[Task to carry out] Put the lines below into a Markdown table with two columns, No. and Entry, numbering each row and skipping any blank lines.

[Supplied records]
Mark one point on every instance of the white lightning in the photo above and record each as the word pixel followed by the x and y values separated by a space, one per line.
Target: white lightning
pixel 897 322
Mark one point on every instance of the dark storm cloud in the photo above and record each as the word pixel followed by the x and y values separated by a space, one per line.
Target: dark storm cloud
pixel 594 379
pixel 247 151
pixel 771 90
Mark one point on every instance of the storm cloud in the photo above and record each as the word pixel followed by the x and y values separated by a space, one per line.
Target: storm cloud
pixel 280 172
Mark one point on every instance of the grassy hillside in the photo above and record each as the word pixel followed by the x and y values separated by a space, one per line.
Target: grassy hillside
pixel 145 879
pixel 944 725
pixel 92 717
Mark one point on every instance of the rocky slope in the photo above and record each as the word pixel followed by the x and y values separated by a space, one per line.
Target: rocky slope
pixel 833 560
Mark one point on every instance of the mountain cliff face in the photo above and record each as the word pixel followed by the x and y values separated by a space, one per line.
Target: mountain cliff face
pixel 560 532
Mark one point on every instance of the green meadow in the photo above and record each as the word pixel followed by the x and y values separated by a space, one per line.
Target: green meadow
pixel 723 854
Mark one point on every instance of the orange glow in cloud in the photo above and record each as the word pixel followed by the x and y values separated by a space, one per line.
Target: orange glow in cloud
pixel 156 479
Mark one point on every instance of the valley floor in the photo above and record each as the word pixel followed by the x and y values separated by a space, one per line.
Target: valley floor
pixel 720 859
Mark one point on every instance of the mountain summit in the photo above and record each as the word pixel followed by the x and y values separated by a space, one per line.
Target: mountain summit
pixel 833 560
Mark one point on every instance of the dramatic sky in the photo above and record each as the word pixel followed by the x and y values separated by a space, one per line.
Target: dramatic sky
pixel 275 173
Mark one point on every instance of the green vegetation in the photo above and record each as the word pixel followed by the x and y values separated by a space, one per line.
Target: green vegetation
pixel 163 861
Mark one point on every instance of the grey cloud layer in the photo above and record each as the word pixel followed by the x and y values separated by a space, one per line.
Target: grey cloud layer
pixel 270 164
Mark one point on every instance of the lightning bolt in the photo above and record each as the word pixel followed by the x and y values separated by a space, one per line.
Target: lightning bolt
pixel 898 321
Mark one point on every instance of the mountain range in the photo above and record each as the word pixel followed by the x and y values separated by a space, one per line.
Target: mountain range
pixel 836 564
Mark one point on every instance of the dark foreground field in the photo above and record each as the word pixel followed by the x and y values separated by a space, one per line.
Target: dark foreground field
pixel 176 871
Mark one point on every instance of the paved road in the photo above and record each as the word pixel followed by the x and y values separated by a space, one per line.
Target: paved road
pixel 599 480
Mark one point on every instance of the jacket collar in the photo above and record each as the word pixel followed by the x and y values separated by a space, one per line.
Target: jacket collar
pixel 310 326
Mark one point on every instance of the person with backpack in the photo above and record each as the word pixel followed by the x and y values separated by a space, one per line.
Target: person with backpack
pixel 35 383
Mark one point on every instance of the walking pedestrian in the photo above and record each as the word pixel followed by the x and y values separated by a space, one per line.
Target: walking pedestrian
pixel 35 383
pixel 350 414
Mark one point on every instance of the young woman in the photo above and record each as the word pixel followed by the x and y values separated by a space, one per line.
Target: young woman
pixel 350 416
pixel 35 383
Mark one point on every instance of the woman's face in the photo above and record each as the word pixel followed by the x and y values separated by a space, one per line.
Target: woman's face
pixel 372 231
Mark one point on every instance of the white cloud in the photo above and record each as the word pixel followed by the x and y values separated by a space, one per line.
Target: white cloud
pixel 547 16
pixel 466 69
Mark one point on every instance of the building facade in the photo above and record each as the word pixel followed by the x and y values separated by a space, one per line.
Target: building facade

[Exercise answer]
| No. | Entry |
|---|---|
| 1 | Mark one point on every instance of the white lightning in the photo above and record each as the word pixel followed by the x and y values separated by a space, one per line. |
| 2 | Target: white lightning |
| 3 | pixel 897 322 |
| 4 | Mark one point on every instance of the dark storm cloud in the photo above and record each as the word pixel followed by the x and y values separated by a space, one per line. |
| 5 | Target: dark storm cloud |
| 6 | pixel 594 379 |
| 7 | pixel 247 151 |
| 8 | pixel 771 90 |
| 9 | Mark one point on every instance of the storm cloud in the photo above and record each as the word pixel followed by the x and y values separated by a space, one per line. |
| 10 | Target: storm cloud |
| 11 | pixel 280 172 |
| 12 | Mark one point on every instance of the grassy hillside in the photo above and record each as the word pixel followed by the x and y values separated by a space, one per line. |
| 13 | Target: grassy hillside |
| 14 | pixel 145 879 |
| 15 | pixel 944 725 |
| 16 | pixel 92 717 |
| 17 | Mark one point on every instance of the rocky slope in the photo above and record each as the word pixel followed by the x and y values separated by a space, one per line. |
| 18 | Target: rocky slope |
| 19 | pixel 833 560 |
| 20 | Mark one point on every instance of the mountain cliff face in the photo above and record each as the word pixel followed by the x and y values separated by a space, one per line. |
| 21 | Target: mountain cliff face |
| 22 | pixel 560 532 |
| 23 | Mark one point on every instance of the green meadow in the photo above and record each as the word pixel followed by the x and y values separated by a space, one per line. |
| 24 | Target: green meadow |
| 25 | pixel 723 854 |
| 26 | Mark one point on every instance of the orange glow in cloud in the photo above and record each as the word pixel followed by the x and y values separated by a space, one per line. |
| 27 | Target: orange glow in cloud |
| 28 | pixel 156 479 |
| 29 | Mark one point on every instance of the valley floor in the photo above and record each as the word pixel followed by the x and y values separated by a space, one per line. |
| 30 | Target: valley floor |
| 31 | pixel 720 859 |
| 32 | Mark one point on every instance of the mountain summit in the photo above and record each as the word pixel followed by the x and y values separated by a space, one per line. |
| 33 | Target: mountain summit |
| 34 | pixel 833 560 |
| 35 | Mark one point on every instance of the dramatic sky in the photo above and record each as the word pixel followed by the x and y values separated by a space, one per line. |
| 36 | Target: dramatic sky |
| 37 | pixel 275 173 |
| 38 | Mark one point on every instance of the green vegetation in the photo above and record each as the word pixel followed by the x and y values separated by a space, one per line. |
| 39 | Target: green vegetation |
| 40 | pixel 163 861 |
| 41 | Mark one point on every instance of the grey cloud layer in the photo above and record each as the word pixel followed by the x and y values separated by a space, one per line. |
| 42 | Target: grey cloud layer |
| 43 | pixel 270 164 |
| 44 | Mark one point on every instance of the lightning bolt in the photo above and record each as the word pixel followed by the x and y values separated by a space, one per line. |
| 45 | Target: lightning bolt |
| 46 | pixel 898 321 |
| 47 | Mark one point on every instance of the mountain range in the photo above and record each as the word pixel followed by the x and y values separated by a space, one per line. |
| 48 | Target: mountain range |
| 49 | pixel 836 564 |
| 50 | Mark one point on every instance of the dark foreground field in the photo above and record each as the word pixel followed by the x and y values separated by a space, one per line. |
| 51 | Target: dark foreground field |
| 52 | pixel 176 871 |
| 53 | Mark one point on every instance of the paved road in the photo above and record each as the word pixel followed by the x and y values separated by a space, one per line. |
| 54 | Target: paved road |
| 55 | pixel 599 480 |
| 56 | Mark one point on every instance of the jacket collar in the photo above and record each as the word pixel followed by the x and y values separated by a space, one per line. |
| 57 | Target: jacket collar |
| 58 | pixel 310 326 |
| 59 | Mark one point on every instance of the person with backpack in the photo above and record each as the word pixel followed by the x and y values separated by a space, one per line. |
| 60 | Target: person with backpack |
| 61 | pixel 35 383 |
| 62 | Mark one point on every instance of the walking pedestrian in the photo above and record each as the word pixel followed by the x and y values separated by a space, one per line. |
| 63 | Target: walking pedestrian |
| 64 | pixel 35 383 |
| 65 | pixel 350 414 |
| 66 | Mark one point on every instance of the young woman in the photo above and record each as the word pixel followed by the x and y values separated by a space, one per line. |
| 67 | Target: young woman |
| 68 | pixel 350 416 |
| 69 | pixel 35 383 |
| 70 | Mark one point on every instance of the woman's face in the photo above and record each as the word pixel followed by the x and y values separated by a space, one per line. |
| 71 | Target: woman's face |
| 72 | pixel 372 231 |
| 73 | Mark one point on every instance of the white cloud in the photo above and record each as the word pixel followed by the x and y values separated by a space, one per line. |
| 74 | Target: white cloud |
| 75 | pixel 547 16 |
| 76 | pixel 466 69 |
| 77 | Mark one point on every instance of the building facade in the photo above and record each as the word pixel followed by the x and y values separated by a space, one per line. |
| 78 | Target: building facade |